-- Start EXERCISE INPUTS --
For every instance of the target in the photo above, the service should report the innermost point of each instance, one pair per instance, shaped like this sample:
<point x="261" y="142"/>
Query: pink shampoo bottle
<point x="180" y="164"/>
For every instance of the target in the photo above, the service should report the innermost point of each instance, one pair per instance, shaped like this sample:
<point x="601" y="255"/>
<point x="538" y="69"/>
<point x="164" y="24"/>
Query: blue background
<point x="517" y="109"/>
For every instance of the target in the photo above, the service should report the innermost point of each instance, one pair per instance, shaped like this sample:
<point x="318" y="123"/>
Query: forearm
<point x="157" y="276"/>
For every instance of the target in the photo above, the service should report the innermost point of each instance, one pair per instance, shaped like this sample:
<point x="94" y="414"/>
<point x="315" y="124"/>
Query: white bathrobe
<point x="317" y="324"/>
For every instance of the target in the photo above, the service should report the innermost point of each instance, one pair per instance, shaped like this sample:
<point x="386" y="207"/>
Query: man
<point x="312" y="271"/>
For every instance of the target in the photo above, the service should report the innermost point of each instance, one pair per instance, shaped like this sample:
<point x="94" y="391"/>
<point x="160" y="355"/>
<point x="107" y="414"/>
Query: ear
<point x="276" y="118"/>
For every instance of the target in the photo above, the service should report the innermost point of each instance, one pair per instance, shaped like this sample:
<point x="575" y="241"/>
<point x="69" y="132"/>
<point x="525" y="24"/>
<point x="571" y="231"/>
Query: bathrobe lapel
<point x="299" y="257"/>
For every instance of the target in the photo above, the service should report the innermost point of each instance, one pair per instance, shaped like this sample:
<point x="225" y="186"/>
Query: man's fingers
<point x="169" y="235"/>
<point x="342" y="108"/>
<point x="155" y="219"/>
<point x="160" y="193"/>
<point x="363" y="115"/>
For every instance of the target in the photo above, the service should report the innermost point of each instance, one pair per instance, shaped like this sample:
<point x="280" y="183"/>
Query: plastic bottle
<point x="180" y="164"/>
-- End EXERCISE INPUTS --
» PROBLEM DETAILS: Find every line in the rows above that contains the string "Query", and copy each of those lines.

» WRITTEN RESPONSE:
Query: pink shampoo bottle
Query: blue background
Query: forearm
Query: white bathrobe
Query: man
Query: ear
Query: bathrobe lapel
Query: man's fingers
Query: plastic bottle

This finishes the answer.